• **REQUIREMENTS**: Please pull out each line of the data below that contains the word "polygon", copying every such line in full.

• **RECORD EXCERPTS**:
•••••

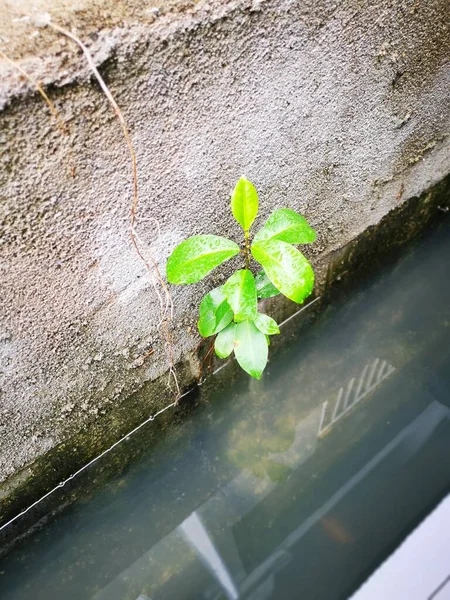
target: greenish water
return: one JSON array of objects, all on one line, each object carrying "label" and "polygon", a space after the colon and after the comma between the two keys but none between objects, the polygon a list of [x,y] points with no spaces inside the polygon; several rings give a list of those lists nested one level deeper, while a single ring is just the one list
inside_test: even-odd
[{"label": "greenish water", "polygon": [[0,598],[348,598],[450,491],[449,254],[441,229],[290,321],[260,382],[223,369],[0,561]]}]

•••••

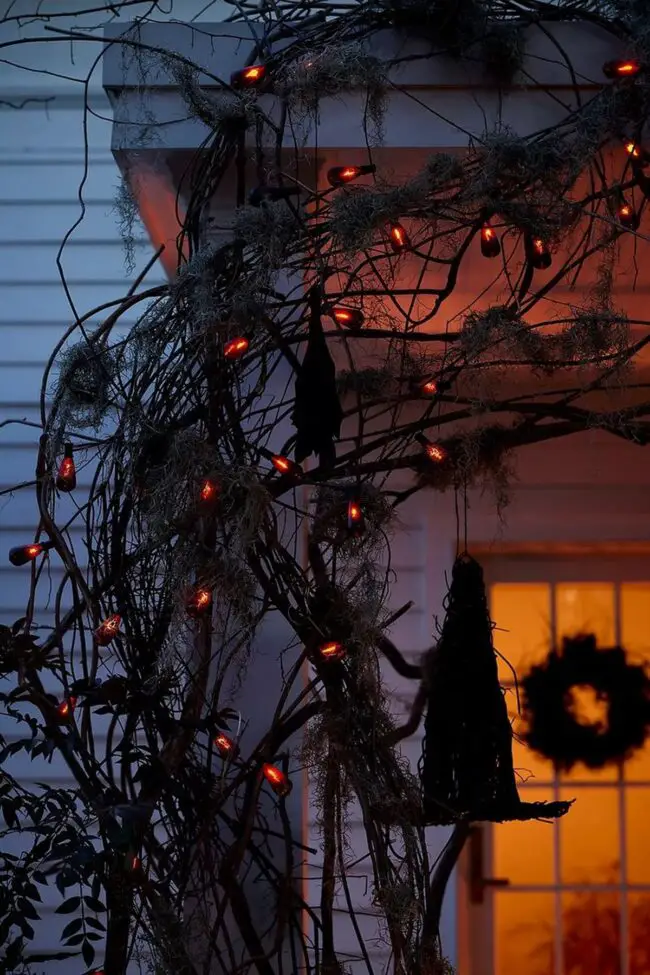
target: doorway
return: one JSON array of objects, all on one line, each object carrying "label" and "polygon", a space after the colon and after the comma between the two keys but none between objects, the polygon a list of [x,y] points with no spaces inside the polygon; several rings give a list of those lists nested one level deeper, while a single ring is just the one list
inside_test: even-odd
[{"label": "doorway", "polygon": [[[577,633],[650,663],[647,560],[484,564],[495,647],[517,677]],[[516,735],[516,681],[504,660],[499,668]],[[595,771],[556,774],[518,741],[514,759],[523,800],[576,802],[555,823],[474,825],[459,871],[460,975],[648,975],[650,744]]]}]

•••••

• **FINAL RESULT**:
return: one JSON array of objects, all on one line, each object carrying "label" and "polygon", a space after the colon and after the comma between the two keys but none between objects, the polygon a list of [x,y] points with no spaces inside the polygon; several rings give a list of those lists nested one level deeper, while a single ring is just the one list
[{"label": "greenish water", "polygon": [[0,598],[348,598],[450,491],[449,254],[441,229],[290,321],[260,382],[223,369],[0,561]]}]
return: one JSON array of objects, all on one line, each object carrying "label" and "polygon", a space after the colon and after the comma between the two keys but none between objects, the polygon a list of [x,y] points with no spaces inside the polygon; several rings give a list of those lists nested one level deeper, while a single ring is just the one list
[{"label": "doorway", "polygon": [[[577,633],[650,663],[647,560],[484,564],[495,647],[517,677]],[[516,735],[516,681],[504,660],[499,668]],[[595,771],[556,774],[518,741],[514,759],[523,800],[576,802],[555,823],[474,825],[459,871],[460,975],[648,975],[650,744]]]}]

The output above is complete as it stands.